Action item: Up to and including the line that contains "one marker per instance, written like [612,571]", return every line from the start of the data, unchanged.

====

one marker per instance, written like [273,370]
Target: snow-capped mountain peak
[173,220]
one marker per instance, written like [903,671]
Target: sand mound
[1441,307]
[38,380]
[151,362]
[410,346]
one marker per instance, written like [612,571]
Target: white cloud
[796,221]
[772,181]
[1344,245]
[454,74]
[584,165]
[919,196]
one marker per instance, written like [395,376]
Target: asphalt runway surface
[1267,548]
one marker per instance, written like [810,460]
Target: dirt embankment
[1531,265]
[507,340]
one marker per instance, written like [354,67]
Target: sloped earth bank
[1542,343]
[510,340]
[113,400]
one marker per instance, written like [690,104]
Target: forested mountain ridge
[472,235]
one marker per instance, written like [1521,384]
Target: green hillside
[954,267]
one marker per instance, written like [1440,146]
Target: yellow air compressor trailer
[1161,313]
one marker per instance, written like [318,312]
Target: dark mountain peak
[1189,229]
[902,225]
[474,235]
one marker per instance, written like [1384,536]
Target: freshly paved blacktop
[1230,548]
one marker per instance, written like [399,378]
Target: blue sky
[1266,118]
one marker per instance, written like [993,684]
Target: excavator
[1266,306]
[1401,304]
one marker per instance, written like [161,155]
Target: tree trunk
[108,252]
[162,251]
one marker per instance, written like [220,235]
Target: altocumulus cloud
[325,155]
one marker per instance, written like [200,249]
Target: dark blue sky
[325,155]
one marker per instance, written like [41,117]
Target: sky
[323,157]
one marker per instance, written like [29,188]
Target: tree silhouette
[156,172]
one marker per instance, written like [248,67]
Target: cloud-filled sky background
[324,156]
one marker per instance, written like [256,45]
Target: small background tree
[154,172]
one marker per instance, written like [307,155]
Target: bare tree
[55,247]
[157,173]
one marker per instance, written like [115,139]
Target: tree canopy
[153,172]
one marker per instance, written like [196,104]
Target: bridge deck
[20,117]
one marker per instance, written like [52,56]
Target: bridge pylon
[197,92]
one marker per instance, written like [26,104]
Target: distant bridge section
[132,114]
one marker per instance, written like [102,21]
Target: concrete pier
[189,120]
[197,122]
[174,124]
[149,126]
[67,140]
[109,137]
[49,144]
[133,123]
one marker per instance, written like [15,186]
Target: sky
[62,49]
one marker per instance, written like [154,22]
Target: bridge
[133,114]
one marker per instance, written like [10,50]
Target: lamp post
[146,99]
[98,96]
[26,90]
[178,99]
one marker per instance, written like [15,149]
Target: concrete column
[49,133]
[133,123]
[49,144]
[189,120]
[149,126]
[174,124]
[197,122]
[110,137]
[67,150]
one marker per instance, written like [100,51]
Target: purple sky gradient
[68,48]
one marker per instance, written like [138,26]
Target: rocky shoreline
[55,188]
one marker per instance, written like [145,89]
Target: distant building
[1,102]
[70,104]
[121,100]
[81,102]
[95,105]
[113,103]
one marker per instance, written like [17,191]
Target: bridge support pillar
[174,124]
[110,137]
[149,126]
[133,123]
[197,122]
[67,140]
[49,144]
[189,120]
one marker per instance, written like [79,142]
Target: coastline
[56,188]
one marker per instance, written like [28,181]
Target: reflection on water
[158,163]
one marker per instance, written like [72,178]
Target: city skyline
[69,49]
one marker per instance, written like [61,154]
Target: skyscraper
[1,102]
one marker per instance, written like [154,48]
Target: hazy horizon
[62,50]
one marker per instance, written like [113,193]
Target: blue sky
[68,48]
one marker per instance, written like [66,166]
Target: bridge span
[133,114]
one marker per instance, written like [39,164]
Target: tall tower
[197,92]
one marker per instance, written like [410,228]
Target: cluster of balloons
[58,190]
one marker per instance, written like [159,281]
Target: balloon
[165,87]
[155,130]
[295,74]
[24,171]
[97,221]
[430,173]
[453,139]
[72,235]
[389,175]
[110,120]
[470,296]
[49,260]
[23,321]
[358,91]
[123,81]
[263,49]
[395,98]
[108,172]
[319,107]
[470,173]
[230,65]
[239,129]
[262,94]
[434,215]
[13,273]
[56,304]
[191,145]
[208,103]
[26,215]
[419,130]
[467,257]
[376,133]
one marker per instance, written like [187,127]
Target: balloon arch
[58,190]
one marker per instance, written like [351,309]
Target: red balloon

====

Output of the task:
one marker per instance, written like [273,370]
Target: snow-capped mountain peak
[173,220]
one marker per instance, written like [903,671]
Target: sand mound
[1441,307]
[38,380]
[151,362]
[410,346]
one marker per instance, written like [612,571]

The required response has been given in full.